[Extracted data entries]
■ ■ ■ ■ ■ ■ ■
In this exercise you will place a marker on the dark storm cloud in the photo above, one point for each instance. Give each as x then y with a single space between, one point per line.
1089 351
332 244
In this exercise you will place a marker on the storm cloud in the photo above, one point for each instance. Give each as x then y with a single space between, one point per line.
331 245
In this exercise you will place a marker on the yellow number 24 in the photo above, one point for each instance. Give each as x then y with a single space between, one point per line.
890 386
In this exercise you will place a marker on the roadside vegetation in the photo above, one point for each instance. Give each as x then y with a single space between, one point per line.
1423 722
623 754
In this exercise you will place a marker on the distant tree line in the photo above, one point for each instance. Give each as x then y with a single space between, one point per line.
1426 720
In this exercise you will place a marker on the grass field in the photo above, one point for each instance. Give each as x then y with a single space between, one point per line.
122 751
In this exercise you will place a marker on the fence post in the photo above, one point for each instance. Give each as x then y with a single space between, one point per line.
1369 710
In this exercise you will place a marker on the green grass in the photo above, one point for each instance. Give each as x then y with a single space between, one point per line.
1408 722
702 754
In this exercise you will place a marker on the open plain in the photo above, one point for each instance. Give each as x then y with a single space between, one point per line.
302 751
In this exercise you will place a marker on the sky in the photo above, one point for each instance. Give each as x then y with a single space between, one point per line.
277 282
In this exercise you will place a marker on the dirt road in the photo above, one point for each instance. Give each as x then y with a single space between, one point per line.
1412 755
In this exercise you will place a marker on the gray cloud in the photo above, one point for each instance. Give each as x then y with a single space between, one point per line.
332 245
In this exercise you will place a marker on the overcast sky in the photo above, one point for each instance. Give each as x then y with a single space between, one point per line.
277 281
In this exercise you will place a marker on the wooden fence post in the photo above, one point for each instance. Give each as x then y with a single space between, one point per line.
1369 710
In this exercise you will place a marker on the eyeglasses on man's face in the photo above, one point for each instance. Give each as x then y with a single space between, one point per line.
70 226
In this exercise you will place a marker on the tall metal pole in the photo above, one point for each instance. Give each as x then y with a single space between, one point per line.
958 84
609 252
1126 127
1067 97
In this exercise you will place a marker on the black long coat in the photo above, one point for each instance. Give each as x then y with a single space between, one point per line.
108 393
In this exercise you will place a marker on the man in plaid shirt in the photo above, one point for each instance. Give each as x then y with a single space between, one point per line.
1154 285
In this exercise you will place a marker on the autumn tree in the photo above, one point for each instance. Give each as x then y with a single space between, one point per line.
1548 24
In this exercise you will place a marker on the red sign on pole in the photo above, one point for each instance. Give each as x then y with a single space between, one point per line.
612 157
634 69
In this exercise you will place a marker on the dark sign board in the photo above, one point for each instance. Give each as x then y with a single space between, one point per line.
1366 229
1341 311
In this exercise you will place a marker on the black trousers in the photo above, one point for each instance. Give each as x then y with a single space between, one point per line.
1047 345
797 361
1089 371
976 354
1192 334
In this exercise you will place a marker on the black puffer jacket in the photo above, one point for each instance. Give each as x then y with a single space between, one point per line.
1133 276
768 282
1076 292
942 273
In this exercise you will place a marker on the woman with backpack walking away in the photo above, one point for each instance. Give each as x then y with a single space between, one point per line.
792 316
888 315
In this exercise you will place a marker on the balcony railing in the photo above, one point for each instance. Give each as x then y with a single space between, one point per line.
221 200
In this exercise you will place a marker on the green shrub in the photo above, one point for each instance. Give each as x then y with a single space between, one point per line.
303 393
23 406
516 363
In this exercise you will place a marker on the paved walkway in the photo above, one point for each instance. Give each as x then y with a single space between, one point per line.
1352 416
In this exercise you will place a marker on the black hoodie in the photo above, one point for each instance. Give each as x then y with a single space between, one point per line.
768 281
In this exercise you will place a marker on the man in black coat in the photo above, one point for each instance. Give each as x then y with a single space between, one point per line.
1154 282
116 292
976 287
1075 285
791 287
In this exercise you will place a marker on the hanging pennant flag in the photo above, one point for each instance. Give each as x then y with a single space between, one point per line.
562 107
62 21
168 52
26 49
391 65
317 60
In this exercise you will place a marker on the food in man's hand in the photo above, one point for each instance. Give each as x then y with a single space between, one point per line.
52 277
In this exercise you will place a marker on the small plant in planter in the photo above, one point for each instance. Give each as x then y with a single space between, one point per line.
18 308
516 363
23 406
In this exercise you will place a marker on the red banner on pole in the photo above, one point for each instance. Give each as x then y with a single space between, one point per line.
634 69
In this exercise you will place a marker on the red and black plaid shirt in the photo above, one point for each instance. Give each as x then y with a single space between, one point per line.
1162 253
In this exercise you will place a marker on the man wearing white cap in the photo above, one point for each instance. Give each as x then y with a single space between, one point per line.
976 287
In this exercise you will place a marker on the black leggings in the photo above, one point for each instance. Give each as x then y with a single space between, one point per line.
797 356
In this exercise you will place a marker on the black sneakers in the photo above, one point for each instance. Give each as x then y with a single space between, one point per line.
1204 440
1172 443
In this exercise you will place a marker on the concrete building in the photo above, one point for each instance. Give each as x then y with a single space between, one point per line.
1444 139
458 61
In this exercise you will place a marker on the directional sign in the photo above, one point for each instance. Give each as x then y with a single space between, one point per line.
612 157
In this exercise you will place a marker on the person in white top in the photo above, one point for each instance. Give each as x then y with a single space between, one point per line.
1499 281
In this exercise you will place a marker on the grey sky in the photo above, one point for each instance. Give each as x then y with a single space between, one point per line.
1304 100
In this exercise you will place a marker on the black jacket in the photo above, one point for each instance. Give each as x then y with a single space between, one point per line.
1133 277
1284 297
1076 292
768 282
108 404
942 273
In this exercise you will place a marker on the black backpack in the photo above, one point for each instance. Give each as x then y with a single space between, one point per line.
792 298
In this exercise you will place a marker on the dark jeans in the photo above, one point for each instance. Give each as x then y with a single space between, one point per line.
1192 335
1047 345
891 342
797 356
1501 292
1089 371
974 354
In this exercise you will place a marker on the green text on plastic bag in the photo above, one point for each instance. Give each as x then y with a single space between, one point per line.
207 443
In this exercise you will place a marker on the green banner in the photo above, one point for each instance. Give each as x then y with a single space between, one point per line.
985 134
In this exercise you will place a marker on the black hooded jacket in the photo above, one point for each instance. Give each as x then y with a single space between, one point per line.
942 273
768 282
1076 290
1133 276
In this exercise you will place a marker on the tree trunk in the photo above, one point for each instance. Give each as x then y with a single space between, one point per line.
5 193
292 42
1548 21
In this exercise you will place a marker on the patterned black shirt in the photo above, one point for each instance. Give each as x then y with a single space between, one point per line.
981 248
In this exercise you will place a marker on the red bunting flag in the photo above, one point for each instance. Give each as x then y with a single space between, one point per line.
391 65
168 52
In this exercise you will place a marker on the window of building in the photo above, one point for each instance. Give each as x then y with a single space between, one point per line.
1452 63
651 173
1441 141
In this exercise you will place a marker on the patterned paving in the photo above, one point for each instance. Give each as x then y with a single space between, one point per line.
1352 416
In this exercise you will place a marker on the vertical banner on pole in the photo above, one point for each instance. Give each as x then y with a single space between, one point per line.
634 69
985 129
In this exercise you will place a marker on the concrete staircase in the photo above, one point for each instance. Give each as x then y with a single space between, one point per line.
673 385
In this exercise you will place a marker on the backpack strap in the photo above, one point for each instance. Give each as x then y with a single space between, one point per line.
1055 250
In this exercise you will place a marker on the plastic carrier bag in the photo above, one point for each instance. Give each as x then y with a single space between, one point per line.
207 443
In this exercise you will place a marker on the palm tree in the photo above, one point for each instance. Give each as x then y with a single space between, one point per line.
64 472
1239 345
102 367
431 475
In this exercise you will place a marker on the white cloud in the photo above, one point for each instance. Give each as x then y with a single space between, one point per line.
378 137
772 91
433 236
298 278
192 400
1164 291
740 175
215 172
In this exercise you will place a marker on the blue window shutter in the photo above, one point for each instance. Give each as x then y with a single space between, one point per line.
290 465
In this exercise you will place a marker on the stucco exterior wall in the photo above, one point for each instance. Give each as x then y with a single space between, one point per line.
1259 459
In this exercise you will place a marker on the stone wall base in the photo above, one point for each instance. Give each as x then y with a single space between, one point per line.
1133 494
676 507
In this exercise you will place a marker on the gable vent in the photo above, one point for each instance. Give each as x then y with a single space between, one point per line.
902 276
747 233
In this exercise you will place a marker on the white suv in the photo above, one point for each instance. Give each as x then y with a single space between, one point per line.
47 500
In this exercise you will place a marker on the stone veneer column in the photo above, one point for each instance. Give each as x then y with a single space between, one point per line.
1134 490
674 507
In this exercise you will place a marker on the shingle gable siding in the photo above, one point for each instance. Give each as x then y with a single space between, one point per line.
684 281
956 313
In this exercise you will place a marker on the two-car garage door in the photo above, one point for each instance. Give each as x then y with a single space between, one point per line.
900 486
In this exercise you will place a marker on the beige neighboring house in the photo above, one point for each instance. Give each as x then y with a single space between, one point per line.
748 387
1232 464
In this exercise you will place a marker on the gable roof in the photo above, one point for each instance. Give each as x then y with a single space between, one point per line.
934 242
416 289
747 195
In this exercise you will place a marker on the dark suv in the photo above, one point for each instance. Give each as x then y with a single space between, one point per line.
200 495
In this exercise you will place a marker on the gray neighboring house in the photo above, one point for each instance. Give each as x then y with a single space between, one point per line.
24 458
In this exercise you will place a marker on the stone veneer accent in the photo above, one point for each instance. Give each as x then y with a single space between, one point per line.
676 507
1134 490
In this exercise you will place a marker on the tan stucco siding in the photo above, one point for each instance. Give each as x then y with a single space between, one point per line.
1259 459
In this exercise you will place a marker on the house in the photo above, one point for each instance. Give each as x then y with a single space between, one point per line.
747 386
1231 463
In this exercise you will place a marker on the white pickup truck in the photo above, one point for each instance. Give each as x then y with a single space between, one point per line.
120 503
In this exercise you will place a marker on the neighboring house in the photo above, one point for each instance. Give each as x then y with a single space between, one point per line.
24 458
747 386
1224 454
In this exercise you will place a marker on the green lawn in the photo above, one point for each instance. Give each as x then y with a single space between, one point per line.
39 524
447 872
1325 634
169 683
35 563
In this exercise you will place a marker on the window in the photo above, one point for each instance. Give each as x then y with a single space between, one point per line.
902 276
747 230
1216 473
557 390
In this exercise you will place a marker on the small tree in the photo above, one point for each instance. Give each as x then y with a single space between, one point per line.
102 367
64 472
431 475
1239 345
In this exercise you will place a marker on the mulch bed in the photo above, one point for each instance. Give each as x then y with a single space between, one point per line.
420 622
■ ■ ■ ■ ■ ■ ■
YOUR GOAL:
Please convert the records, from the line containing "the gray neighboring" through the final line of the records, both included, into a JSON list of strings with one string per line, leaving out blank lines.

EXERCISE RESPONSE:
[
  "In this exercise you will place a marker on the gray neighboring house in the photo above, one point for each instance. Give each as x then y with a single space between, one point per line.",
  "24 458",
  "In this exercise you will place a marker on the stone veneer accent in the photo above, one point for each instance. Give each as x then y with a single space between, one point per line.",
  "676 507",
  "1134 490",
  "In this exercise you will place a marker on the tan stucco siding in the photo above, one point for each instance. Give each as x then y with a single space between, one point per line.",
  "1259 459",
  "In this exercise you will place a marker on the house in the photo above, one point for each instance. Give each as x then y with a single space between, one point per line.",
  "747 386",
  "1231 463",
  "In this exercise you will place a marker on the white pickup truck in the photo above, one point for each instance. Give each as x then y with a single space between, one point per line.",
  "120 503",
  "In this exercise you will place a marker on the neighboring house in the photo above, one point for each instance. Give each as x then y with a single space between, one point per line.",
  "24 458",
  "747 386",
  "1224 454",
  "In this exercise you will place a marker on the green lawn in the photo above, one point for each instance. Give each as x then y with a single space between, one point per line.",
  "39 524",
  "447 872",
  "1325 634",
  "169 683",
  "35 563",
  "In this exercise you will place a marker on the window in the photo above, one point for each instance. Give each as x then y with a single space between, one point per line.",
  "902 276",
  "747 230",
  "1216 473",
  "557 390",
  "In this exercise you will place a marker on the small tree in the photo above, one point for each instance. Give each as x then y with a single space between, one point per line.",
  "102 367",
  "64 472",
  "431 475",
  "1239 345",
  "In this exercise you will place a marker on the mulch bed in the photo above, one point for each instance. Give each as x then y with a single space between, one point per line.",
  "420 622"
]